- **TASK**
Find every line below that contains the word "railing" and copy each one. Case counts.
--- begin ---
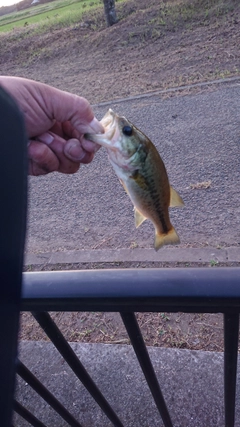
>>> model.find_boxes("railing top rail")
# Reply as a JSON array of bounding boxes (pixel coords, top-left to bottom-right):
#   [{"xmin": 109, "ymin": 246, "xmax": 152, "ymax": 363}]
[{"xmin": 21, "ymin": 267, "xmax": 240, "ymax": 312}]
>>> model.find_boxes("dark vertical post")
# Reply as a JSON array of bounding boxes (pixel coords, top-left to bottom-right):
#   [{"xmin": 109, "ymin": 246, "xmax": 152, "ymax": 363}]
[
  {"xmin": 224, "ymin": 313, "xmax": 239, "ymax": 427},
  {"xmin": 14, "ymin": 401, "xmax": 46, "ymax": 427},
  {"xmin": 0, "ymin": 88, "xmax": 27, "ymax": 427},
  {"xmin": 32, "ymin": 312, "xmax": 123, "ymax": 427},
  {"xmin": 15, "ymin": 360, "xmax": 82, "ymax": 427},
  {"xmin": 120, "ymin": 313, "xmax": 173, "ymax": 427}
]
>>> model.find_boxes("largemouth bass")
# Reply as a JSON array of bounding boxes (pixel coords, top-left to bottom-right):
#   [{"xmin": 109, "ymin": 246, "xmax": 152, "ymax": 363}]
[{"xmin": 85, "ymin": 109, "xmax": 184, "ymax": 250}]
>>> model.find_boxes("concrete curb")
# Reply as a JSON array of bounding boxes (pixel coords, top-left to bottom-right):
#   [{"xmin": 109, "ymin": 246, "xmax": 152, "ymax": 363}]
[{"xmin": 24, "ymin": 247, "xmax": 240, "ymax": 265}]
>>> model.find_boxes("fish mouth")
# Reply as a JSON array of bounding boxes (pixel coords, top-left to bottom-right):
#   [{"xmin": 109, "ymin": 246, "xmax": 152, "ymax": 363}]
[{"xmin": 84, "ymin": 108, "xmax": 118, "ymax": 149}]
--- end ---
--- begin ---
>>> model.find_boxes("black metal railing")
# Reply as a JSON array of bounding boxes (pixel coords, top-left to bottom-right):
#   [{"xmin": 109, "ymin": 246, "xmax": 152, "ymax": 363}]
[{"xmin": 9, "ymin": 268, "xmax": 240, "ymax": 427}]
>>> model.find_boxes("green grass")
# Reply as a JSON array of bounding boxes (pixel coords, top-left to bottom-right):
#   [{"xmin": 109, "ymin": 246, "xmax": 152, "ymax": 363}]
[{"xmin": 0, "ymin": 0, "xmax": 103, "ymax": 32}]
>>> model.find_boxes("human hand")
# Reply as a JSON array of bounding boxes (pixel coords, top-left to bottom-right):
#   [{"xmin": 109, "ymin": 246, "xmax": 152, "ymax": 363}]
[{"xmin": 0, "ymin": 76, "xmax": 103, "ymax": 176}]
--- end ---
- **EXERCISE RESULT**
>>> model.find_boxes("railing top rail")
>>> model.find_boxes("black metal railing")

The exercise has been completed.